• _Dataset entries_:
:::::

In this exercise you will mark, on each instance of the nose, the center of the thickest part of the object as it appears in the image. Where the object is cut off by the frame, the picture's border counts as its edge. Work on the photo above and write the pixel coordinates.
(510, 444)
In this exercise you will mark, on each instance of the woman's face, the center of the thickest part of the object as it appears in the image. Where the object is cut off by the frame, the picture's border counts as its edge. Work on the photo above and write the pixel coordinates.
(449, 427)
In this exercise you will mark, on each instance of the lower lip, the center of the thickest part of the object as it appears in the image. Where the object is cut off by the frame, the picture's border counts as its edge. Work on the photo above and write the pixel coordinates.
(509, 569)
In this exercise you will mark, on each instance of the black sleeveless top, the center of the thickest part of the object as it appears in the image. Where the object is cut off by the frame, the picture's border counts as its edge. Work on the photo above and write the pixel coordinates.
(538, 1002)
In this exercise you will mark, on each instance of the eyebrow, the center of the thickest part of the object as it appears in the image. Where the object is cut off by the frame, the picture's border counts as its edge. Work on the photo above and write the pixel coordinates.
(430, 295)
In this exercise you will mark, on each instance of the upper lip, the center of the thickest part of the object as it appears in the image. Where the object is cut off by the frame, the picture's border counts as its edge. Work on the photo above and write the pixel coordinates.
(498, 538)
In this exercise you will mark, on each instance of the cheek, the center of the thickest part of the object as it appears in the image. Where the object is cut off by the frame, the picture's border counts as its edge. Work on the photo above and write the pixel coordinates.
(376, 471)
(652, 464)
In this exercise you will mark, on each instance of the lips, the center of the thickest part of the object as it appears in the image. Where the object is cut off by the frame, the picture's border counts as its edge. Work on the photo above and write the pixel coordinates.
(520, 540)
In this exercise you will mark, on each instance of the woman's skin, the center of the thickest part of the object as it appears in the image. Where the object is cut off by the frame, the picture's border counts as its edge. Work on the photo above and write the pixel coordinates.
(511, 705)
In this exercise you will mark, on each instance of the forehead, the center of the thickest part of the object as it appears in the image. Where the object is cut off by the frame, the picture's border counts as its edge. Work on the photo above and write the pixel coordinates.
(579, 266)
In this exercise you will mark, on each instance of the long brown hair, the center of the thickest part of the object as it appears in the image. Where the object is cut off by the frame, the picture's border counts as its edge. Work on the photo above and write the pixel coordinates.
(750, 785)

:::::

• _WORK TASK_: All records above need to be set down again exactly as written.

• _RESULT OF THE EXERCISE_:
In this exercise you will mark, on each instance of the nose, the center of the thickest part of the object as it appears in the image. Where the object is cut off by the frame, the picture's border counts as its edge. Work on the photo above and write the pixel coordinates.
(510, 444)
In this exercise you will mark, on each instance of the woman's face, the center of the thickest part of the object as it appears in the image. Where the object is cut off by the frame, the picture's border counts as its edge. Work on the photo above and write the pixel coordinates.
(449, 427)
In this exercise you will mark, on each instance of the lower lip, the center of the thickest part of the object as it appears in the image. Where the object is cut off by the frame, the picture's border counts as its edge. Work on the photo above and write the pixel coordinates.
(509, 569)
In this exercise you will mark, on each instance of the black sleeveless top, the center of the thickest part of the object as it appears in the image. Where the object is cut off by the frame, the picture's border counts as its edge. Work on the photo above and write the pixel coordinates.
(538, 1002)
In this exercise you will mark, on each instance of the eyebrow, the center of the thickest part of the object as it appears in the image. Where the object is cut off by the frame, the picture's border counts as its edge. Work on the photo above and write the pixel coordinates.
(430, 295)
In this exercise you will mark, on each instance of the upper lip, the center of the thickest part of the object as it appears in the image. Where the object is cut off by the frame, the picture's border counts as its edge. Work on the photo above and write the pixel coordinates.
(498, 538)
In this exercise you will mark, on each instance of the cheek, the center of the thickest part of the object as it appears in the image. Where the object is cut off by the frame, the picture's border counts as its edge. Work on the photo above and write the pixel coordinates.
(376, 471)
(652, 464)
In this exercise you will mark, on each instance of the lips, the center of the thickest part of the object as it appears in the image. Where the object is cut off by the frame, the picture's border counts as its edge. Work on the photo above and write the pixel coordinates.
(520, 540)
In this exercise you will mark, on each instance of the woman's skin, the center of the thickest part of the object as it appears in the image. Where the object is cut off by the frame, the picture's border counts as its edge. Work on the photo above and write the pixel coordinates.
(511, 705)
In this exercise you will mark, on each instance of the forehead, the center of the thickest part of the object as it appears in the image. Where the object is cut off by the frame, the picture's border counts as its edge. Work on the photo above and write the pixel coordinates.
(579, 266)
In this exercise you will mark, on each instance of the long brown hair, the center of the thickest part of the object as it appears in the image. Where the object is cut off by the frame, the picture's border counts as its edge. Work on the photo above and write the pixel coordinates.
(750, 785)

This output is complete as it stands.